The answer must restate every record word for word.

→ **DATA EXCERPTS**
———

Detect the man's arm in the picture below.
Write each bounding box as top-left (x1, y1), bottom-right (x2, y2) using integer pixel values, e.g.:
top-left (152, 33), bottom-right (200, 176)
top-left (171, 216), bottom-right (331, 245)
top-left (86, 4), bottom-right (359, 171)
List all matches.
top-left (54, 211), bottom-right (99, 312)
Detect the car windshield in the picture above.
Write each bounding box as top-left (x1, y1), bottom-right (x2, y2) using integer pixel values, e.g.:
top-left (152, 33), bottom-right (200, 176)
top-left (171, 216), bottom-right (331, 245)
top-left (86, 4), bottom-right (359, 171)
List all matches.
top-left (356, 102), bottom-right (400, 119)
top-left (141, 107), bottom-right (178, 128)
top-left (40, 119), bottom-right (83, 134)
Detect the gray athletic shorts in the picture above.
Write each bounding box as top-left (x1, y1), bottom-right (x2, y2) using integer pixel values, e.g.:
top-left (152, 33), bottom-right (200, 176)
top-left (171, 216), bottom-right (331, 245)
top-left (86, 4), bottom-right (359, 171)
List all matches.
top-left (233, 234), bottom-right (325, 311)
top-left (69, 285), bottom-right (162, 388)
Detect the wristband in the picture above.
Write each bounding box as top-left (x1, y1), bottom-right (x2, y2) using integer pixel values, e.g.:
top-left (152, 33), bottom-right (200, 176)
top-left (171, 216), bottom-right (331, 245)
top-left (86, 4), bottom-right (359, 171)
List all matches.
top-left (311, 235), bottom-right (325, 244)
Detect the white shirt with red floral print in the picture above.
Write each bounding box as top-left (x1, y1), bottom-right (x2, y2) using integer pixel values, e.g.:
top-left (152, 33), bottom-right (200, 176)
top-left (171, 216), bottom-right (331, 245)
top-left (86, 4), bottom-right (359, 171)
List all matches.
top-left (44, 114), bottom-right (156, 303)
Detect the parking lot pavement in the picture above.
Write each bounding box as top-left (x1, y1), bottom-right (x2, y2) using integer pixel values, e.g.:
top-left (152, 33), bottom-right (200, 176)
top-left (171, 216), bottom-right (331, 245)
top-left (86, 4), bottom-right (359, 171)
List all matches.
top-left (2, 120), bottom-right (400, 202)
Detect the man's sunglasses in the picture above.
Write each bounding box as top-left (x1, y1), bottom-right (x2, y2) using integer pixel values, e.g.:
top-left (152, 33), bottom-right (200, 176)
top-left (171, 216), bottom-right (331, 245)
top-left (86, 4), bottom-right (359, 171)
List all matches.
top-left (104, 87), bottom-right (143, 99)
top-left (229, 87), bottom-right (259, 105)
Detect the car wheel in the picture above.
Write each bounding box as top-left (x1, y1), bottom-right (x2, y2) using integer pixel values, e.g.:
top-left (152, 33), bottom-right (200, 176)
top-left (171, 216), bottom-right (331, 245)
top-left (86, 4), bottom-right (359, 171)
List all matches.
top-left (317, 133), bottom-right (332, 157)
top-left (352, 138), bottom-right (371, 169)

———

→ **RESPONSE**
Detect the man's arm in the picture below.
Write each bounding box as top-left (x1, y1), bottom-right (x2, y2) using integer pixel values, e.g.:
top-left (152, 33), bottom-right (200, 176)
top-left (171, 216), bottom-right (331, 245)
top-left (86, 4), bottom-right (359, 171)
List all matches.
top-left (54, 211), bottom-right (99, 312)
Detect the car windshield in the picture above.
Write each bounding box as top-left (x1, y1), bottom-right (x2, y2) using integer pixel values, e.g.:
top-left (152, 33), bottom-right (200, 176)
top-left (171, 216), bottom-right (331, 245)
top-left (86, 4), bottom-right (359, 171)
List all matches.
top-left (356, 102), bottom-right (400, 119)
top-left (141, 107), bottom-right (178, 128)
top-left (40, 119), bottom-right (83, 134)
Detect the gray athletic shorts in the picture above.
Write each bounding box as top-left (x1, y1), bottom-right (x2, y2) using integer pixel values, e.g.:
top-left (152, 33), bottom-right (200, 176)
top-left (171, 216), bottom-right (331, 245)
top-left (86, 4), bottom-right (359, 171)
List all matches.
top-left (233, 234), bottom-right (325, 311)
top-left (69, 285), bottom-right (162, 388)
Detect the wristband in the picture above.
Write each bounding box as top-left (x1, y1), bottom-right (x2, y2) using integer pixel values, e.g.:
top-left (152, 33), bottom-right (200, 176)
top-left (171, 216), bottom-right (331, 245)
top-left (86, 4), bottom-right (359, 171)
List all matches.
top-left (311, 235), bottom-right (325, 244)
Detect the white shirt with red floral print in the picture above.
Write each bounding box as top-left (x1, y1), bottom-right (x2, y2) using integer pixel values, e.g.:
top-left (152, 33), bottom-right (200, 176)
top-left (171, 216), bottom-right (331, 245)
top-left (86, 4), bottom-right (359, 171)
List all matches.
top-left (44, 114), bottom-right (156, 303)
Detect the parking lot pavement in the picture above.
Write each bounding box as top-left (x1, y1), bottom-right (x2, y2) using integer pixel values, e.g.:
top-left (152, 33), bottom-right (200, 176)
top-left (171, 216), bottom-right (331, 245)
top-left (86, 4), bottom-right (359, 171)
List all matches.
top-left (2, 120), bottom-right (400, 202)
Detect the man's sunglasses in the picture above.
Write each bounding box as top-left (x1, y1), bottom-right (x2, y2) using integer pixel values, e.g.:
top-left (152, 33), bottom-right (200, 176)
top-left (171, 216), bottom-right (331, 245)
top-left (86, 4), bottom-right (359, 171)
List all matches.
top-left (104, 87), bottom-right (143, 99)
top-left (229, 87), bottom-right (259, 105)
Detect the car wheel in the picture above.
Write each bounding box as top-left (x1, y1), bottom-right (x2, y2) using integer pixel values, e.g.:
top-left (152, 33), bottom-right (200, 176)
top-left (171, 216), bottom-right (331, 245)
top-left (86, 4), bottom-right (359, 171)
List all matches.
top-left (317, 133), bottom-right (332, 157)
top-left (352, 138), bottom-right (371, 169)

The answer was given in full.